*Page text:*
[BEGIN]

Most clavecinistes of the period also played the organ, a profession that was highly regarded, according to Mr Ancelet, a forthright observer of the eighteenth-century musical scene:

Let us now speak of wind instruments. I will begin with the organ, which is the father of harmony. For perfection it only lacks the ability to swell and diminish the sound. With the advantage of a continuous tone, no instrument can compare with it, for the organ forms by itself a concert of which the ensemble is perfect. What wonderful sounds, what variety in its different stops, what a career this majestic instrument provides to the musician who has some intellect and talent.1

D’Anglebert, who began his career as an organist, was employed by the Jacobins in 1660, when the organ was rebuilt. In the Preface to his Pieces de clavecin, he says that he is including five fugues (all on the same subject) and a quatuor in order to provide a sample of what he had previously written for the organ.2 After being appointed Ordinaire de la musique de la chambre du roy pour le clavecin in 1662, he probably shifted his attention to the harpsichord because of the demands of his new position. The six organ selections in Pieces de clavecin are D’ Anglebert’s only organ works. They may have been written in the early 1660s, making them roughly contemporaneous with François Roberday’s Fugues et caprices (1660) for organ or instruments.3 Roberday (1624-1680) purchased an important title as one of the Queen’s Valets de chambre in 1659. He had personal as well as professional ties with D’Anglebert, for the latter married Roberday’s sister-in-law; and Roberday’s wife, Charlotte Champagne, was godmother to D’ Anglebert’s son Nicolas.

Before Guillaume-Gabriel Nivers’s first organ book in 1665, organ music in France was predominantly imitative. The definition of fugue in seventeenth-century France refers only to imitative technique and not to the structure generally associated with the term: “The simple fugue is a pure and simple imitation of the subject in which the parts enter after each other in similar motion.”4 The French fugue grave has the reserved character of a ricercar or fantasia, while the fugue de mouvement conveys the livelier movement of a canzona.

[END]

*Data section:*

[BEGIN]

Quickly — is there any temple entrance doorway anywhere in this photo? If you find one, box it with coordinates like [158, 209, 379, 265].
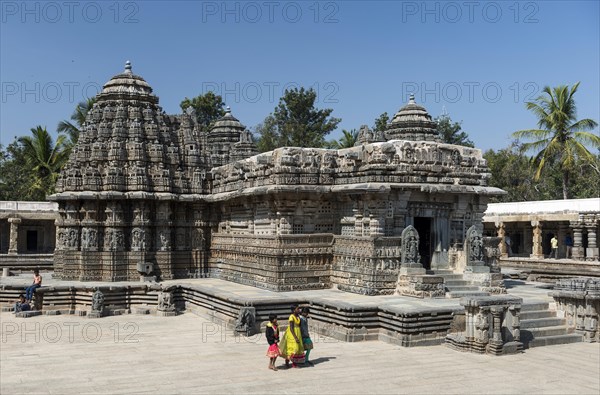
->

[END]

*Task requirements:*
- a) Using the passage on D'Anglebert and the organ, decide whether each statement agrees with it. Answer yes or no for each and quote the deciding words. (i) D'Anglebert was employed by the Jacobins in 1660. (ii) D'Anglebert's Pieces de clavecin includes six fugues. (iii) Roberday's wife was godmother to D'Anglebert's son Nicolas.
- b) From the passage on D'Anglebert and the organ, print everything from "Before Guillaume-Gabriel Nivers’s" down to "of a canzona.".

*Full answers:*
- a)
(i) Yes: "was employed by the Jacobins in 1660, when the organ was rebuilt"
(ii) No: "he is including five fugues (all on the same subject) and a quatuor"
(iii) Yes: "Roberday’s wife, Charlotte Champagne, was godmother to D’ Anglebert’s son Nicolas"

- b)
Before Guillaume-Gabriel Nivers’s first organ book in 1665, organ music in France was predominantly imitative. The definition of fugue in seventeenth-century France refers only to imitative technique and not to the structure generally associated with the term: “The simple fugue is a pure and simple imitation of the subject in which the parts enter after each other in similar motion.”4 The French fugue grave has the reserved character of a ricercar or fantasia, while the fugue de mouvement conveys the livelier movement of a canzona.